** Selected text follows **

I still consider the distinction between situational and decisional vulnerability to be important, since, quoting Dr. Wertheimer again, it helps to “guard against debasing the currency” of vulnerability qua vulnerability. And yet, a series of events such as those in Boston seems to me to collapse such a distinction.

Descriptions by people in the moment provide examples of how such situations can also create, to use the decisional vulnerability definition, relative (perhaps even absolute) incapabilities with regard to making decisions in one’s own interests. Such is the nature of piecemeal information, informational gatekeeping, and emotions, that it would seem difficult to argue that the decisions made in such moments are subject only to situational vulnerabilities as described. How fully capable is someone of protecting his or her own interests in the extremes of such events? Especially when events are so extreme? Or, put differently, to treat moments of crisis and distress—a bomb ripping through mid-morning revelry; a mother putting up a wall of faith between herself and her dying child; receiving an unexpected call informing you of your newly-diagnosed disease—as only situational “externalities” with which we must contend, does not account for the myriad ways such events can cause an inward change. Perhaps such changes are fleeting and relative, or perhaps they are chronic and create more permanent effects. In either case, it is not necessarily any more respectful or humane to assume a person’s ability to maintain whatever level of rational decision-making he or she was capable of prior to such moments.

Such considerations are at the crux of ethical research. A majority of the time, researchers and those who oversee research establish relationships with potential subjects just at that moment when their information is limited; when the ability to understand and contextualize the information available is likely diminished; and when the dynamics of power and authority are tilted severely away from them. While we want to hold on to the conception of the person as a capable actor with regard to his or her own interests, despite a field of winnowed options, that patient-participant (the phrase itself doing tidy semiotic work on the simultaneous roles) is also, at the same time, a person not fully capable of protecting his or her own interests. A person in such circumstances may pursue a fool’s errand, even as each decision along the way seems rational in and of itself.  While we on the research side certainly cannot prevent such situations, we do have some ability—even obligation—to provide decisional support that recognizes and allows for the flux and ebb of a person’s decisional capabilities. That is, when considering whether a person is vulnerable either because of situational or decisional concerns, the answer is likely a simple, encompassing “yes.”

Let me end with two admissions:  First, there is a bit of a strawman being swung at here.  As described at the 2012 AER Conference, these two types vulnerability are not mutually exclusive (though I don’t believe I’ve overstated the desire to reassert the value of the term by separating out these varieties of vulnerability and treating them in turn as “scarce resources” to be used with deliberate thought and care). Second, people may very well figure out ways to negotiate their paths forward through the midst of more- and less- calamitous events. I agree fully that it is paternalistic at best, degrading at worst, to overassume and overascribe decisional impairment. However, I sense that recent events issue a caution to this corrective. Perhaps the best we can do—the best thing to do—is to figure out approaches through which we can keep ourselves attentive and responsible to how any given set of situations play out and affect not just those with whom we work, i.e., research subjects, but ourselves as well.  In the wake of a tragedy the best first move is still to meet people where they are, and to figure out with them how to best move forward from there.

** End of Selected text **

** The task **
In the passage above on vulnerability in research, where were situational and decisional vulnerability described as not mutually exclusive?

** Listed records follows **

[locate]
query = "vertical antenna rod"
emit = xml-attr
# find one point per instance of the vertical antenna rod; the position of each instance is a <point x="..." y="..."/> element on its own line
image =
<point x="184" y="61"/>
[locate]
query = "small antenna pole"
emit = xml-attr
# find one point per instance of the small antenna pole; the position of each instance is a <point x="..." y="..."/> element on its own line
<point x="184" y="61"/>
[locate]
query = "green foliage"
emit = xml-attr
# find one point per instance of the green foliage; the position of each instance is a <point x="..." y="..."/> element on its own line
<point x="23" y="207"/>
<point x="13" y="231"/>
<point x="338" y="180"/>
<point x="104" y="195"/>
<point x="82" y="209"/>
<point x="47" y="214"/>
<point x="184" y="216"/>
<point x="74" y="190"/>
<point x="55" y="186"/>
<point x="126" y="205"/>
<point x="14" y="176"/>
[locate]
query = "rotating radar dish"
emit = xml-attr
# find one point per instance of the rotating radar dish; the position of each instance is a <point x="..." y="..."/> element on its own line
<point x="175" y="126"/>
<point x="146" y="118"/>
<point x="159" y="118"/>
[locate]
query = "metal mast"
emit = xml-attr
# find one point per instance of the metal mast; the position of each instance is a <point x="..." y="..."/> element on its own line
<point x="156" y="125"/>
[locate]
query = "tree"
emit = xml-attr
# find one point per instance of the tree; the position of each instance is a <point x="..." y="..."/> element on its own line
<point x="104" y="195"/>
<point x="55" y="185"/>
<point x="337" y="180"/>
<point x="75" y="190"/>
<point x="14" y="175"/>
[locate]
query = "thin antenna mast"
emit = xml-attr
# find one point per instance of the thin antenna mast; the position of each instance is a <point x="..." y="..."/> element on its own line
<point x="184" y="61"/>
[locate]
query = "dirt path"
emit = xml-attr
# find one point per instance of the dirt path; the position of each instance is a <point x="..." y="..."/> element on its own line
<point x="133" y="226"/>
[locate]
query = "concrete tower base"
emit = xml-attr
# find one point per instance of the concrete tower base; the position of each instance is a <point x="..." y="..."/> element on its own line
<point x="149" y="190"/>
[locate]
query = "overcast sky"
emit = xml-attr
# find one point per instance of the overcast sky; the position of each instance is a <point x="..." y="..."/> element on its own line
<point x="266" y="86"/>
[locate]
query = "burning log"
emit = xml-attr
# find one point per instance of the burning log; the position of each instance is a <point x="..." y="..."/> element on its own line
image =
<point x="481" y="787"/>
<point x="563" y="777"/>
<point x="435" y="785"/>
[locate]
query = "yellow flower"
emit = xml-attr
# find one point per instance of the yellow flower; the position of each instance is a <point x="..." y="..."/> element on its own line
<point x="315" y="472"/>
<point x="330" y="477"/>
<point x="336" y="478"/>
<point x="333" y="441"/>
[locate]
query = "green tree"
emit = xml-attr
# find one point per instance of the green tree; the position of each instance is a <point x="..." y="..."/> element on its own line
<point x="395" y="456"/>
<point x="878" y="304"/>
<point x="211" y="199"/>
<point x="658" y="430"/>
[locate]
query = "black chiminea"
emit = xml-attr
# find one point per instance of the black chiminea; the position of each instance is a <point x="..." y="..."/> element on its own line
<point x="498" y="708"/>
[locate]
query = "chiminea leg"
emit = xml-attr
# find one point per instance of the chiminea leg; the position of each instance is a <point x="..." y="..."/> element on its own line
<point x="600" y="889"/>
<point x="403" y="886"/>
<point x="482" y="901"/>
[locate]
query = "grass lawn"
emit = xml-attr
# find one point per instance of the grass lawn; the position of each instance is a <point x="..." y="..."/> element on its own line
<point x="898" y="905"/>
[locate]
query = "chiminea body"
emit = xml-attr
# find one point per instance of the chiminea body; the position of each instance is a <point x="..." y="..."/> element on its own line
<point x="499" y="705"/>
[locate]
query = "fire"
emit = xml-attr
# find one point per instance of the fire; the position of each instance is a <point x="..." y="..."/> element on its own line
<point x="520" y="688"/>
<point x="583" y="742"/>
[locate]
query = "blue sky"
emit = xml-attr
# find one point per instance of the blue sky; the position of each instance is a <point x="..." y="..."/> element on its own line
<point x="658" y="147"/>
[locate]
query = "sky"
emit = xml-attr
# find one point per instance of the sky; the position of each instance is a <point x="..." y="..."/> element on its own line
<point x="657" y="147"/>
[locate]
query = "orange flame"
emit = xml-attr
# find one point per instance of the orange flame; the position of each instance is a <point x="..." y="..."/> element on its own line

** End of Listed records **

** Response **
At the 2012 AER Conference.